Quoted passage:

((

AUBURN — After a yearlong committee process, the city will finally take up a sweeping new marijuana ordinance, which would regulate recreational and medical marijuana businesses in the city.

During a workshop discussion Monday, the fourth in recent meetings, Assistant City Manager Phil Crowell outlined recent changes made to the ordinance following significant feedback from existing marijuana businesses.

The City Council is set to vote May 20 to “opt-in” to allow marijuana businesses as outlined in state statute. The council would then hold a first reading on the new ordinance the same night.

Auburn is among the first few municipalities in Maine to draft such an ordinance covering medical as well as recreational, as the regulatory system for recreational marijuana is still in progress by state officials. The ordinance also covers cultivation sites.

After state regulators passed significant changes to the state’s medical marijuana laws last year, Auburn officials passed a moratorium on medical marijuana storefronts and established a working group to draft a comprehensive ordinance.

Several portions of the ordinance were heavily debated between the working group, Planning Board and existing businesses for months, including the required setbacks between businesses and where to allow each type of business.


During the public comment session Monday, officials were asked to further refine the ordinance language, specifically its definition of “school” in requiring setbacks, and how the setbacks themselves are defined.

The setbacks between businesses are seen as a way to limit the amount of businesses that could pop up, but opponents say it could limit business growth more than intended.

Auburn Planning officials have estimated there to be some 40 cultivation sites in Auburn, on top of at least five medical marijuana storefronts that were grandfathered prior to the moratorium.

During the workshop, City Councilor Holly Lasagna praised the city for how it has handled the process, especially since the state regulations are still a moving target.

“There’s been a lot of hard work to make sure we’re going in the correct direction,” she said.

Crowell said if the council opts-in and passes first reading on May 20, a final reading and public hearing would be held June 3.

He said the city will then come up with a date for when to begin accepting new applications.

David Heidrich, spokesman for the state’s Office of Marijuana Policy, told the Sun Journal recently he’s hoping recreational rules are in front of the Legislature before it adjourns in June. He’d like to see the state licensing recreational retailers and growers by December.

))

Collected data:
((

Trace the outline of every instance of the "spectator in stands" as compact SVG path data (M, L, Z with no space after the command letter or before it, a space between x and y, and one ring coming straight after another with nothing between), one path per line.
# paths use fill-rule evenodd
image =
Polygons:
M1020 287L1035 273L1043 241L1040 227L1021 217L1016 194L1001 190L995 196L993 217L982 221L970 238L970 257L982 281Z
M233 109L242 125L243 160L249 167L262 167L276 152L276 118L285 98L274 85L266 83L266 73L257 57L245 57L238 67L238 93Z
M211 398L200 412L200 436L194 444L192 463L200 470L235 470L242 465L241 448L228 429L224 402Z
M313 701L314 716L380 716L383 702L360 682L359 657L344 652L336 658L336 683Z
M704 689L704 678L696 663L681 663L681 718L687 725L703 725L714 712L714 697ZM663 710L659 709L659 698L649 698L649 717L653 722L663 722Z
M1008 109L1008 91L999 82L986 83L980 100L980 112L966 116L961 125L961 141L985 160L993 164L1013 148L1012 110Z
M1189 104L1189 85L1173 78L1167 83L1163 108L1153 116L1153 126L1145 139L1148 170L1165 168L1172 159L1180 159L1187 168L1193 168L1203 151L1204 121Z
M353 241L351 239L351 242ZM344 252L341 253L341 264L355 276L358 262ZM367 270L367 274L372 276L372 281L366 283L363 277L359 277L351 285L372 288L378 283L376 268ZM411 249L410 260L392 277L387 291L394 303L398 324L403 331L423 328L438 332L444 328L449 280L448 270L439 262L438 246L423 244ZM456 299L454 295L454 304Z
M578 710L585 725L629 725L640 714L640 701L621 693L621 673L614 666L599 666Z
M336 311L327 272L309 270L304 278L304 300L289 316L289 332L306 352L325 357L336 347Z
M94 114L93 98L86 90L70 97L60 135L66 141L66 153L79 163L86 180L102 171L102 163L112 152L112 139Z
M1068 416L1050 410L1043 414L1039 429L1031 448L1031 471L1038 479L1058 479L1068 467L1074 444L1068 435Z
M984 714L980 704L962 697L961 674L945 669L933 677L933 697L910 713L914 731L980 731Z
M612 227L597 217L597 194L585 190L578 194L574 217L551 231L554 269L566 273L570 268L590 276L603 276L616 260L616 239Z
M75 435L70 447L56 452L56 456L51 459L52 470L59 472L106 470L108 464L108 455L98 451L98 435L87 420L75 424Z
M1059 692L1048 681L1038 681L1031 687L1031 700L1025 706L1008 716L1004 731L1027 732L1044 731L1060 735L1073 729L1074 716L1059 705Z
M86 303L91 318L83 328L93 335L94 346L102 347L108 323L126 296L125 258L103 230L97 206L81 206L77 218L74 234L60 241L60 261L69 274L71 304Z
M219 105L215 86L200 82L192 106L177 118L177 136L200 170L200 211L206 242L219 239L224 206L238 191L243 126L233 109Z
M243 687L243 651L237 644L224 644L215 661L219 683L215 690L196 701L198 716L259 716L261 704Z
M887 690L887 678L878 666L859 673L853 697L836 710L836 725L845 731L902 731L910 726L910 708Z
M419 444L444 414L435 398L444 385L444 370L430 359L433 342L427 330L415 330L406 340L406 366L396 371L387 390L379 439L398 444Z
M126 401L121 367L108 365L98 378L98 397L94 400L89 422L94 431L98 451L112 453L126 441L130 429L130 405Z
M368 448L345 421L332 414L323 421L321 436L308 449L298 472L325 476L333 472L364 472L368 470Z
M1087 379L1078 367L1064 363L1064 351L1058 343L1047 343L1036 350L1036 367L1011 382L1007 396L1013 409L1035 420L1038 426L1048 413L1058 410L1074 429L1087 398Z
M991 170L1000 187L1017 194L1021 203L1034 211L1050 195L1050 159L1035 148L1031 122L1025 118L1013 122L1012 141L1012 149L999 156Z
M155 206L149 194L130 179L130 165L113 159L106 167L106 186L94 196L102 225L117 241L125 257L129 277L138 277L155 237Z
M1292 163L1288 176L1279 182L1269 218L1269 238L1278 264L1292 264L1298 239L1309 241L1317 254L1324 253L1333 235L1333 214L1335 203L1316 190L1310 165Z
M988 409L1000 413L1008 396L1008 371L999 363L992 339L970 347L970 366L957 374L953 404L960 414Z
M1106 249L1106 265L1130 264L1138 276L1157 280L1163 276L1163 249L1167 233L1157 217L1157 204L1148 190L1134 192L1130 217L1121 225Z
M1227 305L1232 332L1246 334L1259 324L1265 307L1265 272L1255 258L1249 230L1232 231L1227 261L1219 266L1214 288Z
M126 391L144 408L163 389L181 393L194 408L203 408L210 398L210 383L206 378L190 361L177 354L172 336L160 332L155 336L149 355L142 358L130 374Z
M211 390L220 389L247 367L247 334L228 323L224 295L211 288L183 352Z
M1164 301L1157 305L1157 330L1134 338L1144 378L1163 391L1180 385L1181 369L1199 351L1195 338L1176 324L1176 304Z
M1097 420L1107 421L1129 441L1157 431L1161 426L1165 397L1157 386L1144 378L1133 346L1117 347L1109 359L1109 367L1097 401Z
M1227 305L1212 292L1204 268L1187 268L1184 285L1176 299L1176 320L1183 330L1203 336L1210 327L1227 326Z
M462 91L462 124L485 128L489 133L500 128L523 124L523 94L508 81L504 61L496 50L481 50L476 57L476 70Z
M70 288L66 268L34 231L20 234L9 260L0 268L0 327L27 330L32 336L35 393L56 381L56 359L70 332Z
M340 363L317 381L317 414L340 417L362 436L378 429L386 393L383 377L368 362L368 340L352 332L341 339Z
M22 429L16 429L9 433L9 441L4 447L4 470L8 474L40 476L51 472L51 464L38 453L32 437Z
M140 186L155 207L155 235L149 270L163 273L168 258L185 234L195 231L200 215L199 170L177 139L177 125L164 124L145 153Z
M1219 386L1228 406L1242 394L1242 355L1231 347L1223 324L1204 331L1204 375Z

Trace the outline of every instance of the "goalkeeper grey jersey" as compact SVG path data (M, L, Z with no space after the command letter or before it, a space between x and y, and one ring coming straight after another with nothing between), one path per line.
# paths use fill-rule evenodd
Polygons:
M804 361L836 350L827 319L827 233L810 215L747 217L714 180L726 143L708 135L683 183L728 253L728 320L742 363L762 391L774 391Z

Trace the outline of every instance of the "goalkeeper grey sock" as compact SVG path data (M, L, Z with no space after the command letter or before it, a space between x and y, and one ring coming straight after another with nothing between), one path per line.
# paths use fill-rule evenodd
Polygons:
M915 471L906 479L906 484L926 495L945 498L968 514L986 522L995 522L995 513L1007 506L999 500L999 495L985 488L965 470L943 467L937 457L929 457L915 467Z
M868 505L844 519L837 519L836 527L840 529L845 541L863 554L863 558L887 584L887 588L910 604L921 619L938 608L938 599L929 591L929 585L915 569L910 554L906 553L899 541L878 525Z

))

Work instructions:
According to the article on Auburn's marijuana ordinance, on what date would the final reading and public hearing take place if the council opts in and passes first reading on May 20?

Answer to this exercise:
June 3.